• _Problem to solve_
Could you return every item below word for word, leaving the pictures out?

• _Entries provided_
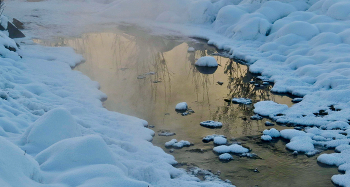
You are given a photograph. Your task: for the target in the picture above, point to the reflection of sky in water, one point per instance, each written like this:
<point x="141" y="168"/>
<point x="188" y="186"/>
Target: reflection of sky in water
<point x="116" y="60"/>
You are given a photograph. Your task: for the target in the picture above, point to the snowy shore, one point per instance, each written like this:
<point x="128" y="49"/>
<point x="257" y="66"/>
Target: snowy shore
<point x="300" y="45"/>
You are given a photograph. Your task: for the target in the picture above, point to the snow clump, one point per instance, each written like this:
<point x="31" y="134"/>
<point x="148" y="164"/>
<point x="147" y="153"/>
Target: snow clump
<point x="207" y="61"/>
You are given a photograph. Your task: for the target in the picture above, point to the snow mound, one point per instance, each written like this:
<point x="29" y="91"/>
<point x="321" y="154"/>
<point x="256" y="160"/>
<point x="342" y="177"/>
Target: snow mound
<point x="54" y="126"/>
<point x="207" y="61"/>
<point x="211" y="124"/>
<point x="266" y="137"/>
<point x="220" y="140"/>
<point x="75" y="152"/>
<point x="174" y="143"/>
<point x="234" y="148"/>
<point x="225" y="156"/>
<point x="181" y="106"/>
<point x="242" y="101"/>
<point x="17" y="168"/>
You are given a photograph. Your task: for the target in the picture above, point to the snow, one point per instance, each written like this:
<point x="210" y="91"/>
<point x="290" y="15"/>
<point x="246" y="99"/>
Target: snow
<point x="211" y="124"/>
<point x="266" y="137"/>
<point x="210" y="138"/>
<point x="190" y="49"/>
<point x="55" y="130"/>
<point x="234" y="148"/>
<point x="311" y="63"/>
<point x="220" y="140"/>
<point x="272" y="132"/>
<point x="225" y="156"/>
<point x="242" y="101"/>
<point x="207" y="61"/>
<point x="181" y="106"/>
<point x="174" y="143"/>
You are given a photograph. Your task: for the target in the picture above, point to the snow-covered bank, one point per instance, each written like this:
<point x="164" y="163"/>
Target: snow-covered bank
<point x="55" y="132"/>
<point x="300" y="45"/>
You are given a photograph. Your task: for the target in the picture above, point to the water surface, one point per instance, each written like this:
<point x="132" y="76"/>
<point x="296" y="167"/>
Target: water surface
<point x="146" y="76"/>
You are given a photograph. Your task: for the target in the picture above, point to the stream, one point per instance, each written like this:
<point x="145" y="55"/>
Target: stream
<point x="145" y="76"/>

• _Task result_
You are given a photograph. Your task: for the target in the picture above, point to the reflection of sky in water, one point per instance, each written like this:
<point x="141" y="168"/>
<point x="188" y="186"/>
Target: reflection of sky in water
<point x="116" y="60"/>
You are given a photograph. Your task: for the target in the picture above, point to the snowy shore, one point per instance, each written like this:
<point x="128" y="49"/>
<point x="257" y="66"/>
Target: snowy shore
<point x="300" y="45"/>
You are given a photograph. Your task: for the target in the picture above, point to the snow clump, one point per instance, each written like this:
<point x="31" y="134"/>
<point x="148" y="164"/>
<point x="147" y="153"/>
Target: snow clump
<point x="207" y="61"/>
You are given a photograph. Your task: for the target in the picture above, point to the snow mound, one point per instance, each written like this:
<point x="29" y="91"/>
<point x="321" y="154"/>
<point x="256" y="160"/>
<point x="342" y="177"/>
Target: snow mound
<point x="54" y="126"/>
<point x="207" y="61"/>
<point x="211" y="124"/>
<point x="266" y="137"/>
<point x="220" y="140"/>
<point x="75" y="152"/>
<point x="174" y="143"/>
<point x="234" y="148"/>
<point x="225" y="156"/>
<point x="181" y="106"/>
<point x="242" y="101"/>
<point x="17" y="168"/>
You are given a photograph. Your task: for the target in the picture above, point to the snow, one point per instance, each written like this:
<point x="210" y="91"/>
<point x="290" y="15"/>
<point x="246" y="99"/>
Target: snow
<point x="211" y="124"/>
<point x="266" y="137"/>
<point x="210" y="138"/>
<point x="190" y="49"/>
<point x="55" y="130"/>
<point x="234" y="148"/>
<point x="311" y="63"/>
<point x="220" y="140"/>
<point x="272" y="132"/>
<point x="225" y="156"/>
<point x="242" y="101"/>
<point x="207" y="61"/>
<point x="181" y="106"/>
<point x="174" y="143"/>
You are given a photograph. Your task: for the target in the picture above, point to the snow-covered bank, one point per instance, each written like this:
<point x="164" y="163"/>
Target: snow-covered bank
<point x="55" y="132"/>
<point x="300" y="45"/>
You are given a photograph. Your task: for the target in the picture above, point to the water surface, one point per instance, each written like this:
<point x="132" y="76"/>
<point x="296" y="167"/>
Target: water surface
<point x="146" y="76"/>
You are given a photograph. Your task: for the target in the picture above, point to the stream, one point per instance, each written like this:
<point x="145" y="55"/>
Target: stream
<point x="145" y="76"/>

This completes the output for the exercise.